EXERCISE GOAL. Down to the final line, print the records below exactly and without pictures.

Stored data entries.
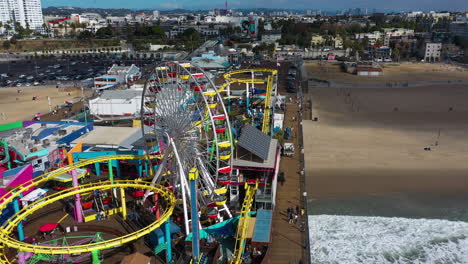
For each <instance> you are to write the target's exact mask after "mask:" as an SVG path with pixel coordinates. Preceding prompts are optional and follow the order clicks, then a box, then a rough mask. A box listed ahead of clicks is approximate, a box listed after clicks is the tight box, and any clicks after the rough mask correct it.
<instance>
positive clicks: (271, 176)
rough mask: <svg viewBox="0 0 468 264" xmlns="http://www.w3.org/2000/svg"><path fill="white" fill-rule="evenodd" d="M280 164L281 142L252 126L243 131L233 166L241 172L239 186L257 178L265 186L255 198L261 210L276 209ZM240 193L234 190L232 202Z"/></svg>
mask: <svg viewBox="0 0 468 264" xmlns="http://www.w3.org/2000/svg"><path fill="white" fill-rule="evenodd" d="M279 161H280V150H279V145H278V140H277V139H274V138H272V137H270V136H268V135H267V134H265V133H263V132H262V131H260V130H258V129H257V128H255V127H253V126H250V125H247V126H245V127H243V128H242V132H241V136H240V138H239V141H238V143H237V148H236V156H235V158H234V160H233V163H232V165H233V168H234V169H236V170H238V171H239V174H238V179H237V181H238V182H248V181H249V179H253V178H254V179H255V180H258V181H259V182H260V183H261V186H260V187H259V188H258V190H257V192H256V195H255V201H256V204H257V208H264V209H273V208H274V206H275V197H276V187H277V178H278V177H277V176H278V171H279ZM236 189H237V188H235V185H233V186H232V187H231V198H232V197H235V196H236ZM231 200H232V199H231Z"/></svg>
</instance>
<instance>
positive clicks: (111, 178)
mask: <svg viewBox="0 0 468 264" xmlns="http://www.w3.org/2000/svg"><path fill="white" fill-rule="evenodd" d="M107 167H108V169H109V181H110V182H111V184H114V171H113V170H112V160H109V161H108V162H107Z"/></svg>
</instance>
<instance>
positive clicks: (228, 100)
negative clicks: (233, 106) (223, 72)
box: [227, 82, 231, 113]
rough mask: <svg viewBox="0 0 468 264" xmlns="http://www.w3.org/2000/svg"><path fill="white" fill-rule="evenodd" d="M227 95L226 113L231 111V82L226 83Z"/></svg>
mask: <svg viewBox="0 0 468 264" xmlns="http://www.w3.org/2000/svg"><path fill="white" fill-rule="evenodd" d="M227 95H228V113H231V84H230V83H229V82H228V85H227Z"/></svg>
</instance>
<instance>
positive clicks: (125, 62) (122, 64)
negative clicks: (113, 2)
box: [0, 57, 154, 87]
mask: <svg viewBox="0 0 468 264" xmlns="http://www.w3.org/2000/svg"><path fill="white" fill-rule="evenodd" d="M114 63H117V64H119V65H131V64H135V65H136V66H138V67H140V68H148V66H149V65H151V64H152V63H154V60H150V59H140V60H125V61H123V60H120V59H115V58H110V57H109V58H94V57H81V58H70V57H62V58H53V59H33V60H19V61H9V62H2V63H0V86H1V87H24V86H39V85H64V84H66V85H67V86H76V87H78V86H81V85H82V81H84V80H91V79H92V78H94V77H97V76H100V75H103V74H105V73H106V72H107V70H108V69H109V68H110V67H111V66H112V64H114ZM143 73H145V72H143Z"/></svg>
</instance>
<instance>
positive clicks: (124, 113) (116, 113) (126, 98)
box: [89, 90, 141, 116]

ANSWER BOX.
For each <instance> you are to write the target's exact mask after "mask:" as an SVG path with pixel coordinates. Preceding prompts are optional and follow the order clicks, then a box, then a rough mask. A box listed ahead of clicks is approximate, a box listed after clicks is the tight box, and any clicks after the rough mask correct it.
<instance>
positive clicks: (271, 176)
rough mask: <svg viewBox="0 0 468 264" xmlns="http://www.w3.org/2000/svg"><path fill="white" fill-rule="evenodd" d="M280 164L281 142L252 126L243 131L233 166L241 172L239 186L257 178L265 186L255 198L261 210L276 209ZM240 193L234 190L232 202Z"/></svg>
mask: <svg viewBox="0 0 468 264" xmlns="http://www.w3.org/2000/svg"><path fill="white" fill-rule="evenodd" d="M279 161H280V150H279V145H278V140H277V139H274V138H272V137H270V136H268V135H267V134H265V133H263V132H262V131H260V130H258V129H257V128H255V127H253V126H250V125H247V126H245V127H243V128H242V132H241V136H240V138H239V141H238V143H237V148H236V156H235V158H234V160H233V163H232V165H233V168H234V169H236V170H238V171H239V174H238V179H237V181H238V182H248V181H249V179H253V178H254V179H255V180H258V181H259V182H260V183H261V186H260V187H259V188H258V190H257V192H256V195H255V201H256V204H257V208H264V209H273V208H274V206H275V197H276V187H277V178H278V177H277V176H278V171H279ZM236 189H237V188H235V185H233V186H232V187H231V198H232V197H235V196H236ZM231 200H232V199H231Z"/></svg>
</instance>
<instance>
positive clicks: (111, 178)
mask: <svg viewBox="0 0 468 264" xmlns="http://www.w3.org/2000/svg"><path fill="white" fill-rule="evenodd" d="M107 167H108V169H109V181H110V182H111V184H114V171H113V170H112V160H109V161H108V162H107Z"/></svg>
</instance>
<instance>
positive clicks: (228, 100)
negative clicks: (233, 106) (223, 72)
box: [227, 82, 231, 113]
rough mask: <svg viewBox="0 0 468 264" xmlns="http://www.w3.org/2000/svg"><path fill="white" fill-rule="evenodd" d="M227 95L226 113L231 111V82L226 83Z"/></svg>
mask: <svg viewBox="0 0 468 264" xmlns="http://www.w3.org/2000/svg"><path fill="white" fill-rule="evenodd" d="M227 95H228V113H231V84H230V83H229V82H228V85H227Z"/></svg>
</instance>
<instance>
positive clicks: (125, 62) (122, 64)
negative clicks: (113, 2)
box: [0, 57, 154, 87]
mask: <svg viewBox="0 0 468 264" xmlns="http://www.w3.org/2000/svg"><path fill="white" fill-rule="evenodd" d="M114 63H117V64H119V65H131V64H135V65H136V66H138V67H140V68H148V66H149V65H151V64H152V63H154V60H150V59H140V60H125V61H123V60H120V59H115V58H110V57H109V58H94V57H81V58H70V57H62V58H53V59H33V60H19V61H9V62H2V63H0V86H1V87H24V86H39V85H64V84H66V85H67V86H76V87H78V86H81V85H82V81H84V80H91V79H92V78H94V77H97V76H100V75H103V74H105V73H106V72H107V70H108V69H109V68H110V67H111V66H112V64H114ZM143 73H145V72H143Z"/></svg>
</instance>
<instance>
positive clicks: (124, 113) (116, 113) (126, 98)
box: [89, 90, 141, 116]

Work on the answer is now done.